*WHAT THE TASK ASKS:*
Would you copy every line of the listing below that includes the word "wheel"?

*DATASET CONTENT:*
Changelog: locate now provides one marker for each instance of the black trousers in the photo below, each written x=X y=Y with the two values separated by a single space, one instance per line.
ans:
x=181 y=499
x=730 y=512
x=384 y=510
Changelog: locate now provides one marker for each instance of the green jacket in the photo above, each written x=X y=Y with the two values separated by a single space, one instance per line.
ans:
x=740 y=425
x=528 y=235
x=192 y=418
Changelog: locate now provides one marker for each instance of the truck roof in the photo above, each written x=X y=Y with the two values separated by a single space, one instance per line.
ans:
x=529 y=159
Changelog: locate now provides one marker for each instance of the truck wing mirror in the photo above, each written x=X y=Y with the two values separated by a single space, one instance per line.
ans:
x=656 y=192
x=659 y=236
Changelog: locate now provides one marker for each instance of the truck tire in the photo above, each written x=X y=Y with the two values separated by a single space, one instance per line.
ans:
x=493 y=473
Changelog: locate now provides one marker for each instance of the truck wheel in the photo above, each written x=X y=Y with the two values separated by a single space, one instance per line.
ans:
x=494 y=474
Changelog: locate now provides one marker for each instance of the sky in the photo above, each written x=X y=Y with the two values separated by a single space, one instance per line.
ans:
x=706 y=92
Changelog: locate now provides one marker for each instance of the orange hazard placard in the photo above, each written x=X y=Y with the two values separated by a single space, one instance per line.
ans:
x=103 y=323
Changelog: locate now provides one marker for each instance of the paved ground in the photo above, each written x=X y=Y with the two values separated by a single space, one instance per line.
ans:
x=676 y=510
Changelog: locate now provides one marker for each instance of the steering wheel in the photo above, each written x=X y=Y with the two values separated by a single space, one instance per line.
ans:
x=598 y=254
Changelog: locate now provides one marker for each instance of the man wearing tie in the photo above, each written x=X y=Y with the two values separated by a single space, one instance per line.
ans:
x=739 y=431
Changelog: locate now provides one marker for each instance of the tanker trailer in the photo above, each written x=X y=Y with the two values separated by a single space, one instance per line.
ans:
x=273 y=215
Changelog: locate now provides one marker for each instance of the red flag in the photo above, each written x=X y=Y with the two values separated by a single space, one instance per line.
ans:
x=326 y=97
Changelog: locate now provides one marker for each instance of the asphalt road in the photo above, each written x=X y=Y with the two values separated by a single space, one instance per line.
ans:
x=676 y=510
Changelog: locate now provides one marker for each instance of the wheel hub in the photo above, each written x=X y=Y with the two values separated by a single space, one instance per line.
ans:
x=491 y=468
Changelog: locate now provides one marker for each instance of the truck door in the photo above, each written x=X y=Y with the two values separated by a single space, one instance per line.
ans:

*SOLUTION FOR THIS TASK:*
Changelog: locate now provides one marker for each instance of the truck wheel in the photo above, each written x=X y=Y with the two values separated by a single space, one instance per line.
Changelog: locate now provides one marker for each instance of the steering wheel in the photo above, each written x=X y=Y with the two values separated by a single space, one instance per line.
Changelog: locate now provides one marker for each instance of the wheel hub in the photo above, each written x=X y=Y with the two values separated by a single space, one instance per line.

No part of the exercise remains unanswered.